* What you have to do
List every line in the records below that contains the word "sports", copying each one as it appears.

* Supplied material
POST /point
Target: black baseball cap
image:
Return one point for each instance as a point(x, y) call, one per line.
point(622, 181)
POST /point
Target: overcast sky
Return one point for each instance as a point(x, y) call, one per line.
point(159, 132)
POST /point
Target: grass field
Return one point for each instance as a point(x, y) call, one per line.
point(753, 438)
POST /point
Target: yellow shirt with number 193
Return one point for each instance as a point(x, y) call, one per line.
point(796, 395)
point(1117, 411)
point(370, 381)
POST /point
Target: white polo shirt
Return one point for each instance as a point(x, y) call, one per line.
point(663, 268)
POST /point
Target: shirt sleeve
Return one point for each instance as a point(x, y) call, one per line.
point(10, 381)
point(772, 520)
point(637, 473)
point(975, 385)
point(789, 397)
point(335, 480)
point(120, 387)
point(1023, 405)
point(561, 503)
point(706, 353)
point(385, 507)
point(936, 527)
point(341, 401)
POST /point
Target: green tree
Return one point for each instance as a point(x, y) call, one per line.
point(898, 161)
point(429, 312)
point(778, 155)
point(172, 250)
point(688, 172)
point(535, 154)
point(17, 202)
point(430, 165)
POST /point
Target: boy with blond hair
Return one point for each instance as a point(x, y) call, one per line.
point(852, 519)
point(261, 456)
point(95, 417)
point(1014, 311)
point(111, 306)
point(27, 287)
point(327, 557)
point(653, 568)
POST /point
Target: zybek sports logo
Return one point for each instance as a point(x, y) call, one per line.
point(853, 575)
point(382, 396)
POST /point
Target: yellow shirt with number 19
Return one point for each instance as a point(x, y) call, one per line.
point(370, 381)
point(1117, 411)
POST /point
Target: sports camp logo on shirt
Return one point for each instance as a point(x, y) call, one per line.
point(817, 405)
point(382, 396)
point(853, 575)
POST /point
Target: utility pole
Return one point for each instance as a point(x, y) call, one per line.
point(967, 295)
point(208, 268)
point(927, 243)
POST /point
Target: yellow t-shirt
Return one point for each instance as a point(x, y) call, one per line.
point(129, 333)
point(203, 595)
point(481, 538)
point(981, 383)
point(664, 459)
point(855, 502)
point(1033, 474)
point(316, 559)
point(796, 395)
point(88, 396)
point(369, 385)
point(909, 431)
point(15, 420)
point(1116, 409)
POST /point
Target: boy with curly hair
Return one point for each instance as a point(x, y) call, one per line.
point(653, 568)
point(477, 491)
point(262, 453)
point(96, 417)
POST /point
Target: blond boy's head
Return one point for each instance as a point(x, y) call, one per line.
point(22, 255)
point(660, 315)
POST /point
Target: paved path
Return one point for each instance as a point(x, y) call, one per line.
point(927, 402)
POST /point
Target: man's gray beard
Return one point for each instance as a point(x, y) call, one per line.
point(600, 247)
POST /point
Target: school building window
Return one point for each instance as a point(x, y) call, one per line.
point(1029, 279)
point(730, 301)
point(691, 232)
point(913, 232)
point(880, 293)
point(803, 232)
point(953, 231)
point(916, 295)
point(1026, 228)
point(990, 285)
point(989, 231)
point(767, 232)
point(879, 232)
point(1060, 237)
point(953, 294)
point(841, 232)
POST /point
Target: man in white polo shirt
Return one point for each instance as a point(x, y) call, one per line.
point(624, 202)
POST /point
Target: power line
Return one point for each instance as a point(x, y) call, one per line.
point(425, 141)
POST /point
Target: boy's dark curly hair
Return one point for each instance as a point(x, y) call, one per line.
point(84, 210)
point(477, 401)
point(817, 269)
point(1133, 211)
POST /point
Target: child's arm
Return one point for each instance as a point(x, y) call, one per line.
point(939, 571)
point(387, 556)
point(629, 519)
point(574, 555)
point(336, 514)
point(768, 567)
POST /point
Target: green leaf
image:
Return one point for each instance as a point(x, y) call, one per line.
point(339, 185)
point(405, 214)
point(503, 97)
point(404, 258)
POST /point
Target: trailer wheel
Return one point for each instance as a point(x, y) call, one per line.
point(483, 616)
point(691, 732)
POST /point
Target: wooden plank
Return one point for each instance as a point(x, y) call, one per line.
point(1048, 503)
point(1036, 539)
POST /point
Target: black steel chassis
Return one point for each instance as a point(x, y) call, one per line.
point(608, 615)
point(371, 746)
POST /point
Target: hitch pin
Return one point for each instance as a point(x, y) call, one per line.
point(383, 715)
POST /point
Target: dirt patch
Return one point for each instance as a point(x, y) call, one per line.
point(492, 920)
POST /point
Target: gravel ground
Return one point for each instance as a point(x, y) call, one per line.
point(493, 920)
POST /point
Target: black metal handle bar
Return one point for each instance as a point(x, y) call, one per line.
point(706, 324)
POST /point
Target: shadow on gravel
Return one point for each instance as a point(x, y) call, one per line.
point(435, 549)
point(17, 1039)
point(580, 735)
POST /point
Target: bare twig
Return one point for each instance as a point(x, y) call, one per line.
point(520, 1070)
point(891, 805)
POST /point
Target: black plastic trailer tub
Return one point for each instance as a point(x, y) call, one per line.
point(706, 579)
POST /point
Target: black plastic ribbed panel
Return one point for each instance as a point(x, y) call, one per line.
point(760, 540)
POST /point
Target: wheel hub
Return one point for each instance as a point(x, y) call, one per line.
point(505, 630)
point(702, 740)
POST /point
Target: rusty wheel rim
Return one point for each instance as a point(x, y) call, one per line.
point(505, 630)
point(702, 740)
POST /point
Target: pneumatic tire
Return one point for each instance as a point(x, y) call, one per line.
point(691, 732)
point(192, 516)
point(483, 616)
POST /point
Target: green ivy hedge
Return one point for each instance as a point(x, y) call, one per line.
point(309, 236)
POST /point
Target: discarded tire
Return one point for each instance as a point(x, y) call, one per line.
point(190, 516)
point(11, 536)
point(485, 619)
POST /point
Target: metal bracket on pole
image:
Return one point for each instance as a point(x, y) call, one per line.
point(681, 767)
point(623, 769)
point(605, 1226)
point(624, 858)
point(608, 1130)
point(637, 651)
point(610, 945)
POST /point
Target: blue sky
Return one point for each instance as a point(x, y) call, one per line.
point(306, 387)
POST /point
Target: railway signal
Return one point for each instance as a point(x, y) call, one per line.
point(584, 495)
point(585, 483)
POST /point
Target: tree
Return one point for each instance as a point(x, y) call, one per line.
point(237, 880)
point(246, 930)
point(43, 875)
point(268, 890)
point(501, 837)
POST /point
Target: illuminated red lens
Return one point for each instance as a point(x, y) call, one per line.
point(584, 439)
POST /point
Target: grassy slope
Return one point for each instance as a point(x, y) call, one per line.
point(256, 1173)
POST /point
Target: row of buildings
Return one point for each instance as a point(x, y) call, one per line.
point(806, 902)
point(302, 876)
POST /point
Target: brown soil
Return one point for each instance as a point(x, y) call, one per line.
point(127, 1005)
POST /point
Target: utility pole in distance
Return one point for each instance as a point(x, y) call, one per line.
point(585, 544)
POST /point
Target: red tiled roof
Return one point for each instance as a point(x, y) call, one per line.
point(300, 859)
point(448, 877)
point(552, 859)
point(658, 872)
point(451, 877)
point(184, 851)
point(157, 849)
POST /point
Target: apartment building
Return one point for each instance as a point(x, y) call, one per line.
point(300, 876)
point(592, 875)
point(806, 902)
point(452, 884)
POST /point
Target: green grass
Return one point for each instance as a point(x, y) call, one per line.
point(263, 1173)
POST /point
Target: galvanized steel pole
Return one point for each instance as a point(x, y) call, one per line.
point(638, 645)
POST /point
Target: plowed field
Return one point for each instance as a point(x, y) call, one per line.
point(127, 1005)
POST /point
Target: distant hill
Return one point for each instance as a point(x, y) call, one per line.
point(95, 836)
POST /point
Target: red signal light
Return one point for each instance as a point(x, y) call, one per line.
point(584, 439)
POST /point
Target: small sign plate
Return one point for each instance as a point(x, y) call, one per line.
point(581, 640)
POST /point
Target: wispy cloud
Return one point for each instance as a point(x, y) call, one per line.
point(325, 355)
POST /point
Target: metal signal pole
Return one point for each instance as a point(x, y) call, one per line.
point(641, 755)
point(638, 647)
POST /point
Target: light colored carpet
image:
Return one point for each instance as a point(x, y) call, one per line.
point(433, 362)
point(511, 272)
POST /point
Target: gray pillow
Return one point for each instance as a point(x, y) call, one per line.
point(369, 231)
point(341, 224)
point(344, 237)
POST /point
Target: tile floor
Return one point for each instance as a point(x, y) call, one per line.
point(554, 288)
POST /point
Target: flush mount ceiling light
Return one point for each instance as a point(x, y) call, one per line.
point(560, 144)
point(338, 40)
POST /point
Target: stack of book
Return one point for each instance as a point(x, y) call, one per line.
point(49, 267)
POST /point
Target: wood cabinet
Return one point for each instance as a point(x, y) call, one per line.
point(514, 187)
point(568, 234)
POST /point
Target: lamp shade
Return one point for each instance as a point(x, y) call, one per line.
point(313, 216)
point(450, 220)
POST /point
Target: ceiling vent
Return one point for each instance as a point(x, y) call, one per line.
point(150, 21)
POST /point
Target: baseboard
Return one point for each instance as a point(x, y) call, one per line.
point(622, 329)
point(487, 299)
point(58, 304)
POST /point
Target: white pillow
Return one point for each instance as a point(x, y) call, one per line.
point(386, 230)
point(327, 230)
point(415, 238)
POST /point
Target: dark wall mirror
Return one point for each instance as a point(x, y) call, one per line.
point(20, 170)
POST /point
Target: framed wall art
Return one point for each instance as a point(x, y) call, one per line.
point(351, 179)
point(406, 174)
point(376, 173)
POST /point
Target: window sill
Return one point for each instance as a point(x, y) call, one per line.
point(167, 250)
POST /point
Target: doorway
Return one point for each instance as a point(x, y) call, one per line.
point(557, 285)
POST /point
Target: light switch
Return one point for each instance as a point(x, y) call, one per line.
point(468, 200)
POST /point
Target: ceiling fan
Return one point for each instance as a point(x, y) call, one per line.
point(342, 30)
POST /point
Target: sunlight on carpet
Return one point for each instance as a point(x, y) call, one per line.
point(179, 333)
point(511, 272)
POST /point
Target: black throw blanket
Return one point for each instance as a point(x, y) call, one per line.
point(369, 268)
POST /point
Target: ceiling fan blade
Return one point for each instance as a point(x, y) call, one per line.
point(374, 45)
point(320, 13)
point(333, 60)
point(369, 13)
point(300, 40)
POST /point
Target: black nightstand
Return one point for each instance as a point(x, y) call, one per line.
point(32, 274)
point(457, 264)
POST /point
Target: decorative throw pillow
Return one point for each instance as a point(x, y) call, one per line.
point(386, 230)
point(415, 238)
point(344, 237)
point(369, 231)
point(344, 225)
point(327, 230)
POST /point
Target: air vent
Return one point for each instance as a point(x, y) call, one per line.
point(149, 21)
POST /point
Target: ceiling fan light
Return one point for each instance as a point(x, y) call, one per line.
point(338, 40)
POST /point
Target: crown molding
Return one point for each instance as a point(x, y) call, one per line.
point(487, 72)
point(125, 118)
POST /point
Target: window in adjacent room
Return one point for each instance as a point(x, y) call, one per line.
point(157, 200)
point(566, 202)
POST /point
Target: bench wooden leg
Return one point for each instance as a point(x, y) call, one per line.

* Task output
Target: zybek sports logo
Target: sports camp logo on shirt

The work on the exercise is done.